= WHAT YOU SHOULD DO =
Scan the material for the word "image", then return every line where it appears.

= TASK INPUT =
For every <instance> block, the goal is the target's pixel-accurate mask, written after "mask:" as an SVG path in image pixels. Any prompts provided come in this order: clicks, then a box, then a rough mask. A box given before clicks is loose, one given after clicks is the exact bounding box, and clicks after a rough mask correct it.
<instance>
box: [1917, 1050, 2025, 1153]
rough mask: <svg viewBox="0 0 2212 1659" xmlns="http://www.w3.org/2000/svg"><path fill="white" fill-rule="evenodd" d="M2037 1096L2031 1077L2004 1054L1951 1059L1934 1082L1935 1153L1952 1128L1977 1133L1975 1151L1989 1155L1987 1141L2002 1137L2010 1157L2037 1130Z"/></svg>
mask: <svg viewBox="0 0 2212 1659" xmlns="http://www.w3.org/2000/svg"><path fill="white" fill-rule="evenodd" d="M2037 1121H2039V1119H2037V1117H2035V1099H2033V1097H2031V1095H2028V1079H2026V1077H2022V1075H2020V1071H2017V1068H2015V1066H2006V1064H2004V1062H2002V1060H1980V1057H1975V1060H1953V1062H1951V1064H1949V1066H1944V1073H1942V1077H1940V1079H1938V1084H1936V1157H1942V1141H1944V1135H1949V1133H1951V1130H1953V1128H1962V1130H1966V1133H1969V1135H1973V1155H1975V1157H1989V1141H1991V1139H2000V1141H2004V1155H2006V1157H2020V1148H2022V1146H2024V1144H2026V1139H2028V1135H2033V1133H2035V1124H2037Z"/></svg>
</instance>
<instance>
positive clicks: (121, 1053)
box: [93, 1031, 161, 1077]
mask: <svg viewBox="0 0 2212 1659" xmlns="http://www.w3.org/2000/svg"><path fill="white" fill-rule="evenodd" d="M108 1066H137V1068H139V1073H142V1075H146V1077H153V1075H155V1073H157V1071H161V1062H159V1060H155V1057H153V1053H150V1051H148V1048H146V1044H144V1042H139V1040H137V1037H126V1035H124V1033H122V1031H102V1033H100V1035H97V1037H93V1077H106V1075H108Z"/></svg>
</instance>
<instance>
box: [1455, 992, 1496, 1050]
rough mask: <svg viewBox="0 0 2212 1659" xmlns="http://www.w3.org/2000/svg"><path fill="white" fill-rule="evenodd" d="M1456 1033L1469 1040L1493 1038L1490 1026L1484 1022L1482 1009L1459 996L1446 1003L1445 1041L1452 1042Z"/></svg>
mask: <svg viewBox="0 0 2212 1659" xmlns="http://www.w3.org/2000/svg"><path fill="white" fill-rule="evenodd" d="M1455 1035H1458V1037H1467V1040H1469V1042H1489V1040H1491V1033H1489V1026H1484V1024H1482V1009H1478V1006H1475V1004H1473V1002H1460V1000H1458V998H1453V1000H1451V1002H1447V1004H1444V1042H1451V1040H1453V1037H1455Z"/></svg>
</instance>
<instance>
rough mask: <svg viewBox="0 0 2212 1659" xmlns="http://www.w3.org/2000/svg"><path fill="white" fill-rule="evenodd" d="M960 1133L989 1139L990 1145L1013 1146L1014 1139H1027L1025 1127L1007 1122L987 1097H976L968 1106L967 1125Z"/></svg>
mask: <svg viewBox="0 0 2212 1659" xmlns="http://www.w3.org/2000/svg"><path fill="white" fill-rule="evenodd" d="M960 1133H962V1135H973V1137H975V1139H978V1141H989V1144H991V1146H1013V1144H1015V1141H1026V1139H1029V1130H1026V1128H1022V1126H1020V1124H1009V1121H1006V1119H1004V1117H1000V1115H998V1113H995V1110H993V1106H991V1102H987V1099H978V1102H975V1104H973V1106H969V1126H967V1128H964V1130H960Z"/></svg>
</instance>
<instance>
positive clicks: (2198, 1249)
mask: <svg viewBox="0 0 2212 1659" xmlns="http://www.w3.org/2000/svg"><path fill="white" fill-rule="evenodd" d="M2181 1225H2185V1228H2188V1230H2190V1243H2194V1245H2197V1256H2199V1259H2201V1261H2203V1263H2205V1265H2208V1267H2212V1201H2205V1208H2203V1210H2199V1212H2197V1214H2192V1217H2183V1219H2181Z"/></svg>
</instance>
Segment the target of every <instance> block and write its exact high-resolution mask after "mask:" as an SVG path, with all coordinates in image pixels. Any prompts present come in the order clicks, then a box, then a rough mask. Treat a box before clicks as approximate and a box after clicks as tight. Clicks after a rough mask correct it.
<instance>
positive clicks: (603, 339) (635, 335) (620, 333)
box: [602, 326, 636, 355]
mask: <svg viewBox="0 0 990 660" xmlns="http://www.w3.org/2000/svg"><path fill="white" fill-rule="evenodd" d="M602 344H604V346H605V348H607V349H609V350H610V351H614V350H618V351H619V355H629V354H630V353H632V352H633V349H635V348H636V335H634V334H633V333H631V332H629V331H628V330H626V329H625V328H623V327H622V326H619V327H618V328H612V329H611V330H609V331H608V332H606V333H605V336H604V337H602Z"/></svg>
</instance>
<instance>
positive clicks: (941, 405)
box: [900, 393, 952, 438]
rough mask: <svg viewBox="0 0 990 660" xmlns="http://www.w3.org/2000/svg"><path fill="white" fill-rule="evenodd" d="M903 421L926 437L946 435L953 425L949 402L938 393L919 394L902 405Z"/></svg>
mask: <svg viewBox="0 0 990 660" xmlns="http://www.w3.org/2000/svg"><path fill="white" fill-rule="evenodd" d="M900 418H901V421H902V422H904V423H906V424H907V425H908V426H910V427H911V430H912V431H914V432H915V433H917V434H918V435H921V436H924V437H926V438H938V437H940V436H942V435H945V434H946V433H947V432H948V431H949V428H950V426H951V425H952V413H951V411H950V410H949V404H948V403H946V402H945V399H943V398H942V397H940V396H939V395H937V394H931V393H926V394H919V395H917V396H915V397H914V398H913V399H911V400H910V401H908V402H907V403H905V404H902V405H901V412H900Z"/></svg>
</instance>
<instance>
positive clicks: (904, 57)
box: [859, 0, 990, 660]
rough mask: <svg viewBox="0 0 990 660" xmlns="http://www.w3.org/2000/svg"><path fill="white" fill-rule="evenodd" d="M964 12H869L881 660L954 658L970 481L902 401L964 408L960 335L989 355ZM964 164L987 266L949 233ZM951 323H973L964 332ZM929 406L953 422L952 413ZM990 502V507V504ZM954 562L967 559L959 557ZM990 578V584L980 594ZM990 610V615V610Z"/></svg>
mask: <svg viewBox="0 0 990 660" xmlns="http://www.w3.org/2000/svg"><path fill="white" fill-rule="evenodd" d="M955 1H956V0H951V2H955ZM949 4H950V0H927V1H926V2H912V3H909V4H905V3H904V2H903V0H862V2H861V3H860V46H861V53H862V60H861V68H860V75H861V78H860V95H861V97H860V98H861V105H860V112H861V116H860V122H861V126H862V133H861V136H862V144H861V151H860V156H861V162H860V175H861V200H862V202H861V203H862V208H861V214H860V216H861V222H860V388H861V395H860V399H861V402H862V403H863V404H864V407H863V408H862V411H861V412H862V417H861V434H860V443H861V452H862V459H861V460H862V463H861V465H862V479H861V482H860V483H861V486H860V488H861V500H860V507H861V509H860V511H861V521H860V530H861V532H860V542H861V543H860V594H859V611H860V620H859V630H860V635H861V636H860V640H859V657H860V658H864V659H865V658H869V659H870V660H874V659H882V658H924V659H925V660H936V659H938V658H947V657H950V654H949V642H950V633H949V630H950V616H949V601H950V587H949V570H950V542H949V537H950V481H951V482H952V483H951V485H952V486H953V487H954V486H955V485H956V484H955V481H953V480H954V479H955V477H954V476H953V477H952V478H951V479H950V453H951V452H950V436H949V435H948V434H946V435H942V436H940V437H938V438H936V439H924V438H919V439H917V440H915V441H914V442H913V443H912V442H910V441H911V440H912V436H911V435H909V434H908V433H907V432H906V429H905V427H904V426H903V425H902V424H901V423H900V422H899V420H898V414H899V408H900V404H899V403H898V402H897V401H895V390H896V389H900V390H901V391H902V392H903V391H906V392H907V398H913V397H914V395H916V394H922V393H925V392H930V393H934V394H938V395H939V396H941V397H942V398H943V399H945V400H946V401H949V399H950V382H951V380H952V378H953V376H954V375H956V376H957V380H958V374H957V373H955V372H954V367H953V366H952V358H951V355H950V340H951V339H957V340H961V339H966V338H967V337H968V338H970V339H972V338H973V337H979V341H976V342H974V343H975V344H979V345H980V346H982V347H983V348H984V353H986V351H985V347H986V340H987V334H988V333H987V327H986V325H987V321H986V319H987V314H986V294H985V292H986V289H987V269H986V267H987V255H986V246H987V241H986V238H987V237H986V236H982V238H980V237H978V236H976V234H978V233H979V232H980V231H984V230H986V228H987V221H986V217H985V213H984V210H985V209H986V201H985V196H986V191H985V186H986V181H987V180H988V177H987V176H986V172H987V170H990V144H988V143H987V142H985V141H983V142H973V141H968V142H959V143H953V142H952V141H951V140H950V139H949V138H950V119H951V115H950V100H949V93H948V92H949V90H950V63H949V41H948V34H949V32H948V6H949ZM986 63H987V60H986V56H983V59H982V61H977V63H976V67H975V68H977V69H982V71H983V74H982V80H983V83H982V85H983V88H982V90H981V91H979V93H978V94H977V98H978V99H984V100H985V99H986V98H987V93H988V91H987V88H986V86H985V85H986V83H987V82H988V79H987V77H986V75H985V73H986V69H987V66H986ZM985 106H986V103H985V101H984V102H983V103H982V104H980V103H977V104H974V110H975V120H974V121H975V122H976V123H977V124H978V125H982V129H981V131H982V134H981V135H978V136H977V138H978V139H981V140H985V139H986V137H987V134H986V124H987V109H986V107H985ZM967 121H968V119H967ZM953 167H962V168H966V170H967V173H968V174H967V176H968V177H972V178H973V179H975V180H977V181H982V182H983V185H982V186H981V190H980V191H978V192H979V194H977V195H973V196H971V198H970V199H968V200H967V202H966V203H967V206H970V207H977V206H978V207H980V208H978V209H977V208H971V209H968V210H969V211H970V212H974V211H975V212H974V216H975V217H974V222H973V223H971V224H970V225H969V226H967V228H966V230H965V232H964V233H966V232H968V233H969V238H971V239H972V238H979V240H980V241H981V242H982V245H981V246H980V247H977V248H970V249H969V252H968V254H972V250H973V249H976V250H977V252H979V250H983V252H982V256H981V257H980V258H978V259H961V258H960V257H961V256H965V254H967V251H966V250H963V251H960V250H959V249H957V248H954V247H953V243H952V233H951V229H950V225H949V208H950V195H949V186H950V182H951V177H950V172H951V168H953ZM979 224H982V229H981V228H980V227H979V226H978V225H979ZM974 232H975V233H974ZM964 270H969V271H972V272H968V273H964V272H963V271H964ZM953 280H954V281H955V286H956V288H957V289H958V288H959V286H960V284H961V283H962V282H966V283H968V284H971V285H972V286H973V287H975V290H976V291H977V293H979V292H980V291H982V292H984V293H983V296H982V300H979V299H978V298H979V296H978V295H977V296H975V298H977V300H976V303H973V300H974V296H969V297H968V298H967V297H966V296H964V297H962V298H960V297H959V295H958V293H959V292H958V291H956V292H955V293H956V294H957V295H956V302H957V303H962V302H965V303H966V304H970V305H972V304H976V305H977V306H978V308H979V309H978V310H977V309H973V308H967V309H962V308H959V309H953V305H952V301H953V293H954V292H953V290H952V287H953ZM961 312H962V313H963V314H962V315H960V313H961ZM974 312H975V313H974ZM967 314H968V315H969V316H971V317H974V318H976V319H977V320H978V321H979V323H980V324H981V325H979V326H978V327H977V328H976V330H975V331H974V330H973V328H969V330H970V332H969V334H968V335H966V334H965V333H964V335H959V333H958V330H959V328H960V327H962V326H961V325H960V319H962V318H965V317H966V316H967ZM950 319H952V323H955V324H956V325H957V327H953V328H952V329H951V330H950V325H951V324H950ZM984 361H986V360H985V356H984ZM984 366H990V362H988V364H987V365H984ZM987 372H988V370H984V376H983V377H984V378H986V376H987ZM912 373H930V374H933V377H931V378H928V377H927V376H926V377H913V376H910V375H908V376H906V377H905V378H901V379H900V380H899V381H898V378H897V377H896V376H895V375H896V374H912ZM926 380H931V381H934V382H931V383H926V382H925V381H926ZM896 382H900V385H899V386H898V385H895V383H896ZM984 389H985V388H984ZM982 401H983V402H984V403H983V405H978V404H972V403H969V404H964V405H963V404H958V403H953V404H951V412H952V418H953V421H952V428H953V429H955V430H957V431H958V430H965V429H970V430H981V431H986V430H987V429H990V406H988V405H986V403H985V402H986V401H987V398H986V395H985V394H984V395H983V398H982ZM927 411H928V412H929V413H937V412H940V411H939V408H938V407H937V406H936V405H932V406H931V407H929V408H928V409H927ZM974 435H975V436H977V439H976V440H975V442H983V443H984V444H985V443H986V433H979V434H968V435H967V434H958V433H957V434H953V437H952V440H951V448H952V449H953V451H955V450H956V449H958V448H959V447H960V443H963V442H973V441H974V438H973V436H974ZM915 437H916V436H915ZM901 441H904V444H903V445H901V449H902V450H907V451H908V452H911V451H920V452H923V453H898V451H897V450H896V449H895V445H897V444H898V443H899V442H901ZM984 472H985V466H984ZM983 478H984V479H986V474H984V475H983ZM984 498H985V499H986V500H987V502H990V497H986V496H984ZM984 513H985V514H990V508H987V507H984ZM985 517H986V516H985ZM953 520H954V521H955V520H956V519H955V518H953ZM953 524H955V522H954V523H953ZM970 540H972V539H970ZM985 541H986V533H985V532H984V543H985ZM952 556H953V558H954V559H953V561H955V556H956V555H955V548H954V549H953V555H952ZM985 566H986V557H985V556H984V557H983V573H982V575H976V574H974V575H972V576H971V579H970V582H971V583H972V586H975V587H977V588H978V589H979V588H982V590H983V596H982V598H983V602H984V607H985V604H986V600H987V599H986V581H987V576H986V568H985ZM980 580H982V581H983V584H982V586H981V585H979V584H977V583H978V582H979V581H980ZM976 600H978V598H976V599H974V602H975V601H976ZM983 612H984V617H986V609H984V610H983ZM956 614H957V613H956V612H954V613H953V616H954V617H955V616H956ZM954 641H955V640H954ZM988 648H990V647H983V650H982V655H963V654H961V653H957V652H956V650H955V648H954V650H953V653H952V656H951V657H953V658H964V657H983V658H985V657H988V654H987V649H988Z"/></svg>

= RESULT OF THE TASK =
For every <instance> block, the goal is the target's pixel-accurate mask, written after "mask:" as an SVG path in image pixels. Any prompts provided come in this order: clicks, then a box, then a rough mask. A box given before clicks is loose, one given after clicks is the exact bounding box, and clicks after a rough mask correct it.
Segment the target of every <instance> block and write its exact high-resolution mask after "mask:" as an SVG path, with all coordinates in image pixels. Any prompts present come in the order clicks, then a box, then a rough mask. Treat a box before clicks as approximate and a box after clicks as tight. Clicks after a rough mask correct it.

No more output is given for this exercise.